Extract:

— Start —

# 790 with 419 loader curl issues



## craziejoker (Apr 12, 2011)

Hi, new here, but used the site before, very helpful

My dad has an older 790 with a 419 loader that we are having issues with.
The maintainence is done meticulously every year, and I use it to plow(with the bucket) while dad is in florida, and dad uses it to move brush and produce and to occasionally get himself unstuck.

What is going on is the bucket will dump normally, it lifts and drops normally, but curling the bucket back, it goes halfway and it acts like it hit the stop: motor bogs down and pump whines. Also, when the control stick is moved to the right and held, like to dump, the bucket cycles all the way to the lower stop, but then curls right back up without moving the stick!

— End —

Problem statement: Write out the stretch of the forum post about the 790's loader from "Hi, new here, but" through "moving the stick!", copying it word for word.

Material:
— Start —

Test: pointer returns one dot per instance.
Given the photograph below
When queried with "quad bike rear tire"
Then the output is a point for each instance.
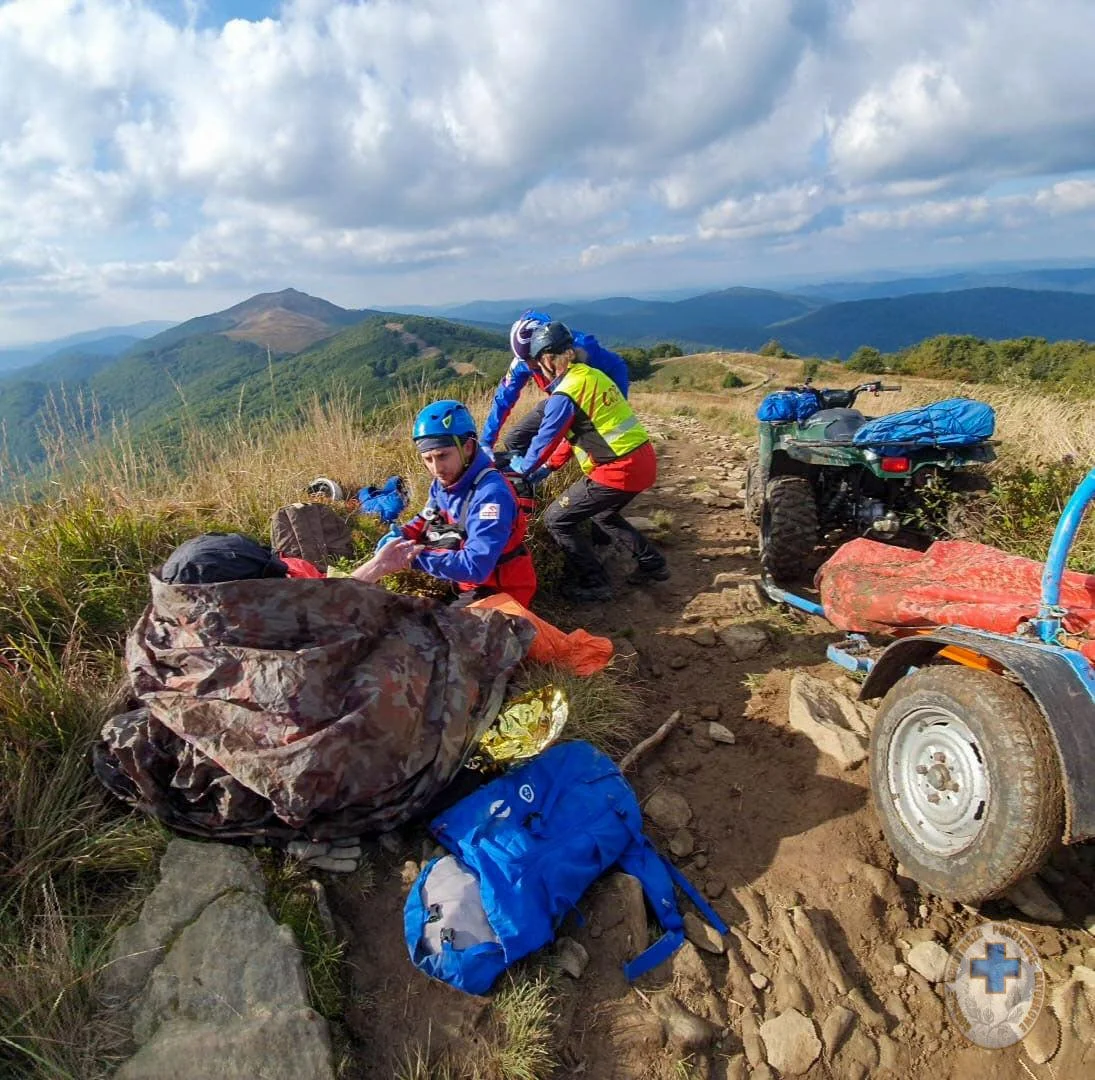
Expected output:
(788, 528)
(755, 492)
(965, 778)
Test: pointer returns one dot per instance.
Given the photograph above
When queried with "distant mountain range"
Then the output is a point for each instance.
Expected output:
(746, 319)
(265, 355)
(107, 341)
(274, 349)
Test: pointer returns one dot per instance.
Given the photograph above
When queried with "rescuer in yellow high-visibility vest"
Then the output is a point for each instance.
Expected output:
(587, 413)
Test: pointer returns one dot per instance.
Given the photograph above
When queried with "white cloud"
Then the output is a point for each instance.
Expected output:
(417, 150)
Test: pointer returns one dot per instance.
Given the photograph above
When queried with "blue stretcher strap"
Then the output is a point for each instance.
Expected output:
(690, 891)
(659, 952)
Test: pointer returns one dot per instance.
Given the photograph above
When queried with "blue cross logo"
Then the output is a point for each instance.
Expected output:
(995, 968)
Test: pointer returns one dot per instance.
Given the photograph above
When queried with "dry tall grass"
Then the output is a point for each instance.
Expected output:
(1030, 425)
(73, 560)
(73, 563)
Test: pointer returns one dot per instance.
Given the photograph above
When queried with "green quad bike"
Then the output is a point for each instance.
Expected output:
(810, 479)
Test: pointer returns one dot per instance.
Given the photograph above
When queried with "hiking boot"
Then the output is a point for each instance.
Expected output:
(588, 594)
(644, 575)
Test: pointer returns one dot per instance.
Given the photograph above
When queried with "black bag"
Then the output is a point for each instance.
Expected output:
(220, 556)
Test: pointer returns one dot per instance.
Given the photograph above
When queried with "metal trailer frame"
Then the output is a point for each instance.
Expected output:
(1058, 677)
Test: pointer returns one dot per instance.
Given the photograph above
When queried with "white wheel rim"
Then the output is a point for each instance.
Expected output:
(938, 781)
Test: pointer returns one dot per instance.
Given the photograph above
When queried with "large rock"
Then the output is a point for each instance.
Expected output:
(618, 919)
(192, 876)
(227, 996)
(791, 1043)
(231, 962)
(287, 1045)
(744, 641)
(668, 810)
(814, 710)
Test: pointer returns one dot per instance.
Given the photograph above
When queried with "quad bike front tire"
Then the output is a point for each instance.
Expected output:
(965, 778)
(788, 528)
(755, 491)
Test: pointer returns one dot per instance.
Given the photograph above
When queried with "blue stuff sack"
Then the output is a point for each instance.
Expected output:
(525, 849)
(788, 404)
(388, 502)
(954, 422)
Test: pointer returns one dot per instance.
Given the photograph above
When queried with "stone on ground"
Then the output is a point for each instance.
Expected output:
(192, 876)
(929, 958)
(744, 641)
(815, 712)
(791, 1043)
(668, 810)
(703, 935)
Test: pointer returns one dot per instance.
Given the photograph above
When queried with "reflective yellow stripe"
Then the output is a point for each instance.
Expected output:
(620, 429)
(599, 398)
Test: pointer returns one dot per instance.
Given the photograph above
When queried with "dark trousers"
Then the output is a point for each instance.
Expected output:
(525, 431)
(520, 438)
(588, 501)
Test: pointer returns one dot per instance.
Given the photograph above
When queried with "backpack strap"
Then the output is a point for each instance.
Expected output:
(658, 875)
(462, 523)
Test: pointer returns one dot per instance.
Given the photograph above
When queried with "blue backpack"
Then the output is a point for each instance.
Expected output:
(788, 404)
(525, 849)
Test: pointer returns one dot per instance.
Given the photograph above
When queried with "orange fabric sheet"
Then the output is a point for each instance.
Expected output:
(579, 651)
(873, 587)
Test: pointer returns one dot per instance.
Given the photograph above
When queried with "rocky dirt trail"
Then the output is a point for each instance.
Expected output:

— End —

Answer for this exercise:
Hi, new here, but used the site before, very helpful

My dad has an older 790 with a 419 loader that we are having issues with.
The maintainence is done meticulously every year, and I use it to plow(with the bucket) while dad is in florida, and dad uses it to move brush and produce and to occasionally get himself unstuck.

What is going on is the bucket will dump normally, it lifts and drops normally, but curling the bucket back, it goes halfway and it acts like it hit the stop: motor bogs down and pump whines. Also, when the control stick is moved to the right and held, like to dump, the bucket cycles all the way to the lower stop, but then curls right back up without moving the stick!